**RECORDS PROVIDED:**
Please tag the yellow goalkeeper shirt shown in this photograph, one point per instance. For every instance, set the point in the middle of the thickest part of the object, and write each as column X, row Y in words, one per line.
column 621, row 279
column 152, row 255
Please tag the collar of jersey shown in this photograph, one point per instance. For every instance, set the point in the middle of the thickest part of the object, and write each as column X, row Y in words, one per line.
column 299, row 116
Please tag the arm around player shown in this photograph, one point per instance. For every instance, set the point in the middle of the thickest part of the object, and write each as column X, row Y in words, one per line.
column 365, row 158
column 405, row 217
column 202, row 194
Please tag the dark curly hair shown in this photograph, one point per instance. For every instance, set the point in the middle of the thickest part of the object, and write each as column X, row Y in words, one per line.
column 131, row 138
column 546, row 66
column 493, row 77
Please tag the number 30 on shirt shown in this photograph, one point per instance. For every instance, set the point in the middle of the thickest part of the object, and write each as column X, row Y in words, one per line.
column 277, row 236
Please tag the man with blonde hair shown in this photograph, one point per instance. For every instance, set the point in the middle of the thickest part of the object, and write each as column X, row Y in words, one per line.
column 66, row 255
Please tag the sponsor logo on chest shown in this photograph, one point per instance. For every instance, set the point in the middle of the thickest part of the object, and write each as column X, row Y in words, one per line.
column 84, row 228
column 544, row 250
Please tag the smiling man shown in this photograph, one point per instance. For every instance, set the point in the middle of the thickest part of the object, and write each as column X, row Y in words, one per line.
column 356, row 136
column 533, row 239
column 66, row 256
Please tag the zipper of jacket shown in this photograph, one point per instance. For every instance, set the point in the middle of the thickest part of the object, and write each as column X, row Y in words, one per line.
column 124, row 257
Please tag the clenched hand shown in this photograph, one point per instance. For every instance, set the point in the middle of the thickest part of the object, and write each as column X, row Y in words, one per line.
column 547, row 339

**INSTRUCTIONS FOR THE TASK:** Reproduce exactly the stretch of lines that starts at the one containing "Please tag the smiling" and ends with the final line of the data, including both ends and nothing more.

**RESPONSE TO THE EXERCISE:**
Please tag the smiling man shown in this photograph, one point per instance. For every instance, set the point in the middle of the thickest part of the object, and write each as column X, row Y in words, one per line.
column 356, row 136
column 533, row 239
column 66, row 256
Please tag the zipper of jacket shown in this photograph, one point per instance. For every instance, set the point in the middle of the thickest part of the object, and write each as column X, row Y in words, one per line.
column 124, row 257
Please tag the clenched hand shown in this photograph, one point per instance. For every instance, set the point in the middle of the thickest part of the object, and write each as column X, row Y in words, one per line.
column 547, row 339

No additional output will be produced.